ИСХОДНЫЙ ТЕКСТ:
Три статьи по поводу

Степанова Мария М.

После мертвой воды

 

 

1

Несколько месяцев назад меня попросили написать статью к столетию Первой мировой войны – и уже по ходу письма я поняла, что текст сворачивает в сторону сегодняшнего дня, его сложной, ущербной самости, и что деться от этого некуда. Как ни шарахайся от исторических аналогий и уподоблений, в последнее время от них не отвязаться, и кажется, что каждое новое сравнение подталкивает страну к тому, чтобы дорасти-таки до настоящей катастрофы, скроенной по меркам двадцатого века. Вся риторика последних месяцев, все словесные пузыри, выдуваемые вокруг нашей печальной ситуации, имеют странную прагматику: кажется, что их задача – не объяснить происходящее с помощью недавнего, еще не остывшего образца, а укрупнить его, придать ему дополнительный масштаб. Сравнивая Путина со Сталиным или Гитлером, называя киевский Майдан фашистским или бандеровским, не пытаются получить точную формулу – скорее попросту напугать: словно, вызвав к жизни тени прошлой катастрофы, можно задержать или отвратить ее бледное подобие.

Любая повседневность, даже самая немудрящая, всегда перед кем-то и чем-то виновата: уже просто тем, что соседствует с чужой бедой. Никогда не знаешь в полной мере, чем затемнено твое благополучие, с каким количеством страдания оно размещено в одном воздухе. В некоторых случаях – когда происходящее становится настолько видимым, что от него уже невозможно отвертеться, – повседневность оказывается уже не слепой, а преступной. И сама не знает, как ей с собой поступать: отменить, переменить, зажмуриться еще крепче?

Сейчас сложно не думать о том, что наша повседневность (а Москва последних лет уже совсем совпала с обобщенным образом мирной европейской столицы с велосипедными дорожками, некрупными кафе и полной неготовностью к опасности, откуда бы она ни исходила) имеет оборотную сторону и что странноватая апатия, которая сопровождает сейчас любое высказывание, размещенное в съежившемся публичном пространстве, обеспечена тем, что уже полгода неподалеку от кафе и дорожек идет война, похожая на все, о чем в детстве приходилось читать.

И что есть люди, в том числе за соседним столиком, которым как раз эта двухъярусная конструкция кажется естественной, объяснимой.

ЗАДАНИЯ:
(A) Приведите все строки записей, в которых встречается слово «blue». Регистр букв имеет значение.
(B) Напишите продолжение текста о войне и московской повседневности, начиная сразу после его последнего предложения.
Текст и записи никак не связаны друг с другом.

ИСХОДНЫЕ ЗАПИСИ:
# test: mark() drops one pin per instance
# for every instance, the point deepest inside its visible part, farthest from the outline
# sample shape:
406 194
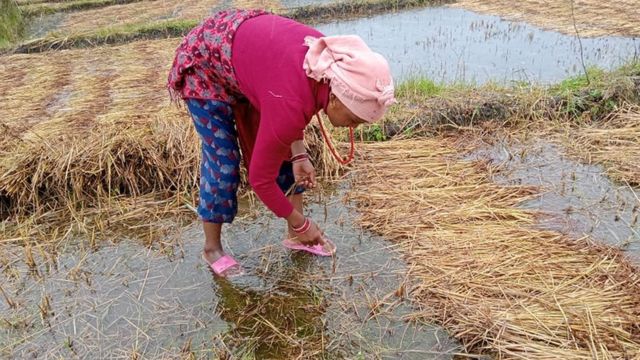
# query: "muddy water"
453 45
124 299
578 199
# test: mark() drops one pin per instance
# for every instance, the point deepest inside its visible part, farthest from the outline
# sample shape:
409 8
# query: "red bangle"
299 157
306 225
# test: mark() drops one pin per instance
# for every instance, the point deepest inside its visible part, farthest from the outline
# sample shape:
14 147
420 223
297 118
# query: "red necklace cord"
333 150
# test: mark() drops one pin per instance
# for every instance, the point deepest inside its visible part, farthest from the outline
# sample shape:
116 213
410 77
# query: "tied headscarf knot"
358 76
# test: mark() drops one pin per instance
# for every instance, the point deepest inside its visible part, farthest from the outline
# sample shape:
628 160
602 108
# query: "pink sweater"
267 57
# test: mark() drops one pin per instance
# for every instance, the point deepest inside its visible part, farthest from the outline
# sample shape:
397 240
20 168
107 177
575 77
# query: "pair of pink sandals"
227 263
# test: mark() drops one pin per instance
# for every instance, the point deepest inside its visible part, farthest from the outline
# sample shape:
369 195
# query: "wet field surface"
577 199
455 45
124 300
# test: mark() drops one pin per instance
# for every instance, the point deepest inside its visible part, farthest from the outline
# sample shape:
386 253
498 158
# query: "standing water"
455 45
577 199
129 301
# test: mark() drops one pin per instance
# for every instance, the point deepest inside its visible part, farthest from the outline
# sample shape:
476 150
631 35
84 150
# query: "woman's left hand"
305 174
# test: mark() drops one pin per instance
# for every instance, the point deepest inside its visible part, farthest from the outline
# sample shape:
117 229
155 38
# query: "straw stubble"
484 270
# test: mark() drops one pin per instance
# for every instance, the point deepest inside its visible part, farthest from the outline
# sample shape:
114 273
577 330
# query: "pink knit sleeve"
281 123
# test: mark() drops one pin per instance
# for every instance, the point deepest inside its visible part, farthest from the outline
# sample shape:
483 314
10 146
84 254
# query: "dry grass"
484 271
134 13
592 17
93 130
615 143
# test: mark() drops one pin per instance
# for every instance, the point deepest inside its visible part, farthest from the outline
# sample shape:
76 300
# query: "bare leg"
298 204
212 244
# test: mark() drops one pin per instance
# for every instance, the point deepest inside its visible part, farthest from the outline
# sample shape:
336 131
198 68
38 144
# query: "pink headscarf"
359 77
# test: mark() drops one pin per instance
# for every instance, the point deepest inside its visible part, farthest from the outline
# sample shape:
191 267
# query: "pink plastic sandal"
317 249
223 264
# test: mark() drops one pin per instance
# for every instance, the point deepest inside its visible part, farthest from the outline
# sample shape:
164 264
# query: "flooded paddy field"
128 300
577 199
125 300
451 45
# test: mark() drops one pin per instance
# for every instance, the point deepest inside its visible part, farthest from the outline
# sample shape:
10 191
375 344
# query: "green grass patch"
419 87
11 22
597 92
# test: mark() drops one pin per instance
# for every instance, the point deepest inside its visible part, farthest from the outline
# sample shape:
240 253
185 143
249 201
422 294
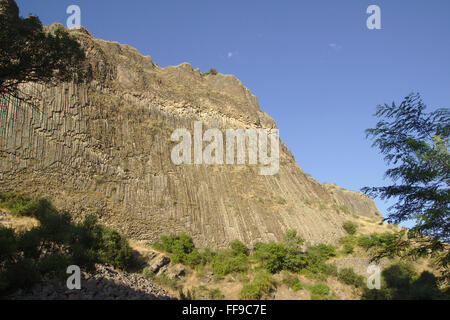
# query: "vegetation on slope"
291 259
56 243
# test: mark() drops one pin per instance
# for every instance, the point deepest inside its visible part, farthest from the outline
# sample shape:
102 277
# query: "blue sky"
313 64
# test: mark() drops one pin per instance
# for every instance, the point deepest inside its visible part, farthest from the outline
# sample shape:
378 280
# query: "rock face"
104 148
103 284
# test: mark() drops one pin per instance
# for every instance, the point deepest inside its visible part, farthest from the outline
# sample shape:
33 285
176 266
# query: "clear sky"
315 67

* * *

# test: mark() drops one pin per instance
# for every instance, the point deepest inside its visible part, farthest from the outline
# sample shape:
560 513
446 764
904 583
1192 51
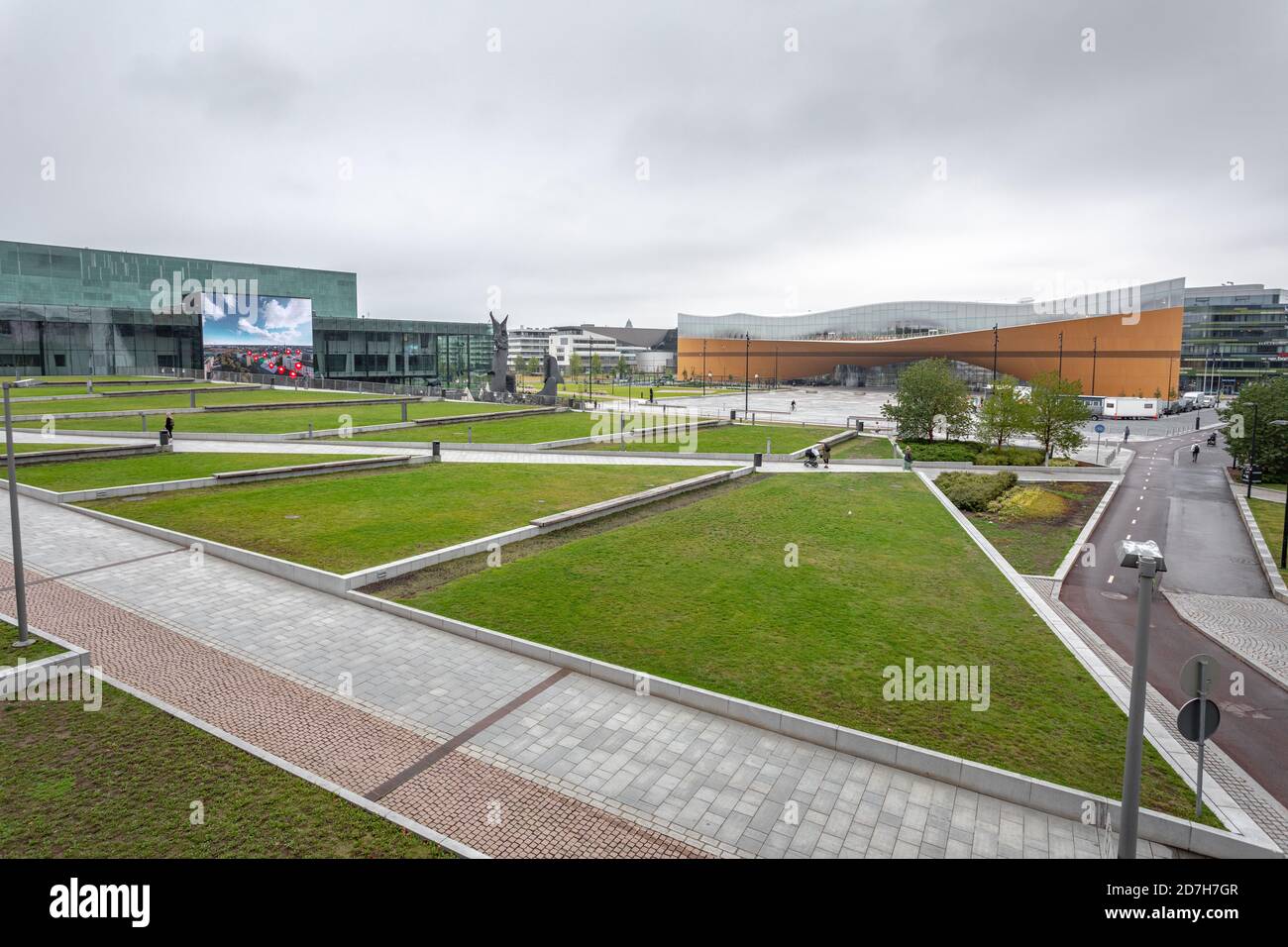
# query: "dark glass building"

==

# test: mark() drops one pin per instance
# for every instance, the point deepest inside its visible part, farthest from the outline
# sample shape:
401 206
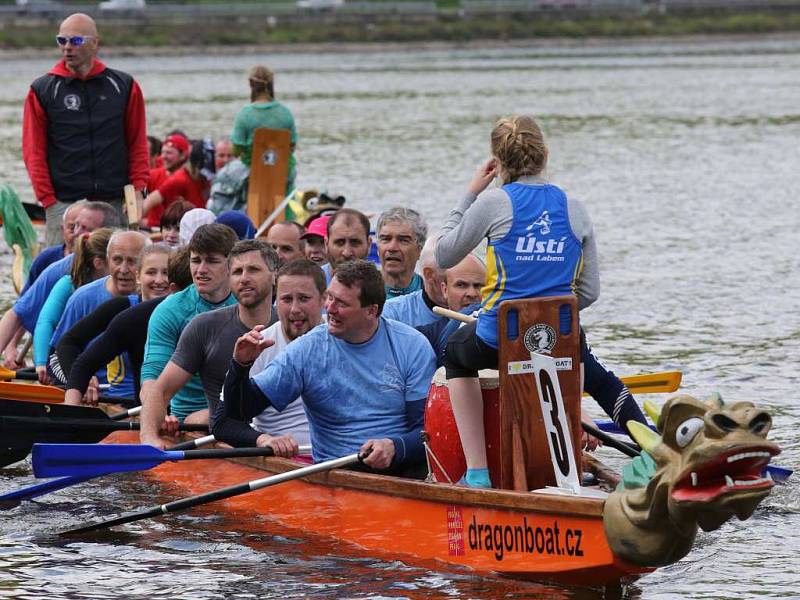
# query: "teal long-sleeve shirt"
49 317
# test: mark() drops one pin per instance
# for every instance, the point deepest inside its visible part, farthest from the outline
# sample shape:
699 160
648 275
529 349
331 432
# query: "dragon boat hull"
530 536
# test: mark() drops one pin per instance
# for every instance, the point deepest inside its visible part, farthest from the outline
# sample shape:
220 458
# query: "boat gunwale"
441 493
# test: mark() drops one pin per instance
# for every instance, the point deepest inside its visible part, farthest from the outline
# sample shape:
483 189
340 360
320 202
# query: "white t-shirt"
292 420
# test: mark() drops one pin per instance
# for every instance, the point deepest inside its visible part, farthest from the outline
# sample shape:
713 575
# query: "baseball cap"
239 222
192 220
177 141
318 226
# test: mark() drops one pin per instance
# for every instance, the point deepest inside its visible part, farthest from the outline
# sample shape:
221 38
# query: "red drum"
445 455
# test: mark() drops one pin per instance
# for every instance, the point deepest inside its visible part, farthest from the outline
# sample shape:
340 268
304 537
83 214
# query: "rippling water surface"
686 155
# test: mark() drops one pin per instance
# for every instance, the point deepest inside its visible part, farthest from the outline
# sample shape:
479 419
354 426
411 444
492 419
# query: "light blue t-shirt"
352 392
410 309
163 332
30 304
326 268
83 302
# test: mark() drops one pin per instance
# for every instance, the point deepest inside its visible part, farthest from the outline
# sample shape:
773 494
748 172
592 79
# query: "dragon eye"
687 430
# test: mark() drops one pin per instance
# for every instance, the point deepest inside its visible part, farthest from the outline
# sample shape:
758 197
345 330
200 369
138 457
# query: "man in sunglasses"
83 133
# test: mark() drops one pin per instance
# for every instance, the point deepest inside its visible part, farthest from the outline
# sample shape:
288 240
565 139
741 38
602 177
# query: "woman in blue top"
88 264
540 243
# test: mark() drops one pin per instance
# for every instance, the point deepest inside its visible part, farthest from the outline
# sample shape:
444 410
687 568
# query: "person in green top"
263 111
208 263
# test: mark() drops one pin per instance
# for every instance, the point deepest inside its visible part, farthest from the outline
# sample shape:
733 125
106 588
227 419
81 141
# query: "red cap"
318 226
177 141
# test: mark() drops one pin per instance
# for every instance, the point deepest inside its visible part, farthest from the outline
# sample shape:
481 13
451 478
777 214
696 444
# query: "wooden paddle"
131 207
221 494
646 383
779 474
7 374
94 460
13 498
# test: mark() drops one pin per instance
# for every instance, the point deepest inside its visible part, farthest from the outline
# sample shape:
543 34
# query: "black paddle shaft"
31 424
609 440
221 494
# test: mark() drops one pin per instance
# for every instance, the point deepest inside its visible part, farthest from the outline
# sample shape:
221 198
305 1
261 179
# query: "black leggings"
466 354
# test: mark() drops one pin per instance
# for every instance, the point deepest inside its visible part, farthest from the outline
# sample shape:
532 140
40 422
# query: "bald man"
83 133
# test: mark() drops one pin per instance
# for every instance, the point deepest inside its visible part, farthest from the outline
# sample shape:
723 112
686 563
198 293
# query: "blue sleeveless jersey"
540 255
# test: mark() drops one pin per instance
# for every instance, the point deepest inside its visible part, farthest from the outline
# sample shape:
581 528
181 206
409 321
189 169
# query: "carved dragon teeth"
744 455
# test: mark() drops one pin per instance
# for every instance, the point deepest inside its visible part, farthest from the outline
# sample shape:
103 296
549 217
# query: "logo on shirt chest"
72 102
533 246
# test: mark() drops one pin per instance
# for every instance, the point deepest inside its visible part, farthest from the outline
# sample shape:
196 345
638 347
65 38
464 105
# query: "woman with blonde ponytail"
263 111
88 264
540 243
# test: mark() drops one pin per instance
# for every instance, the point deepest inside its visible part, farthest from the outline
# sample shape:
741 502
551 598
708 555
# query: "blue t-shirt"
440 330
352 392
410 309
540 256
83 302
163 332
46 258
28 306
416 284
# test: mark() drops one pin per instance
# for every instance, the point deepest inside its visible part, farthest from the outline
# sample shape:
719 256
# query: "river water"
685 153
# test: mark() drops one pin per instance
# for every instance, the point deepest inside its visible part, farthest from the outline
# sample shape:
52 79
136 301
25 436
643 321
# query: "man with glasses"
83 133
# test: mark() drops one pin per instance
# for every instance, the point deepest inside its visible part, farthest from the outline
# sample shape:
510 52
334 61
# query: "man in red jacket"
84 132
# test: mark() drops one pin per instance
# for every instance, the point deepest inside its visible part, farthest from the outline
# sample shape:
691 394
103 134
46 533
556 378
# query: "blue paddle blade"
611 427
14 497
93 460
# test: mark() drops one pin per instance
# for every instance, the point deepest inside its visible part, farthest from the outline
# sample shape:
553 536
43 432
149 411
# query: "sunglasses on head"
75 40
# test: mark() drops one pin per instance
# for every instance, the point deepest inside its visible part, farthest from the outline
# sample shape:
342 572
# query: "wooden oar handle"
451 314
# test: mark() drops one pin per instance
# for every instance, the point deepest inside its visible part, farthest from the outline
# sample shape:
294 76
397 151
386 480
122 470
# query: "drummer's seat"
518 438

ОТВЕТЫ:
(A)
# query: "blue sky"
# query: "light blue t-shirt"
# query: "woman in blue top"
# query: "blue sleeveless jersey"
# query: "blue t-shirt"
# query: "blue paddle blade"

(B)
Не так давно я читала статью, написанную психотерапевтом, клиентуру которого составляют мои ровесники, московские жители лет 35–45, обремененные советским детством, умягченные годами сравнительного благополучия. Где-то по ходу текста приводится один сон; перескажу, как запомнила тогда. Вышел новый закон, рассказывает сновидица: теперь тех, кто теряет документы, приговаривают к расстрелу, а я как раз потеряла паспорт, и сразу же за мной пришли. Дома все страшно расстроены, но делать нечего, я собираю вещи, мама говорит: ну нет, конечно, расстреливать не будут, ограничатся ссылкой. И действительно, меня не расстреляли, и вот я сижу в стылом вагоне, и поезд идет куда-то. И я думаю: надо же, я ведь всегда знала, что так и будет. Что моя домашняя жизнь, все это детство, весь этот наш обиход с его мелкими заботами – что все это ненадолго, что кончится вот этим, что ничего, кроме этого вагона, нет. Что я для него родилась.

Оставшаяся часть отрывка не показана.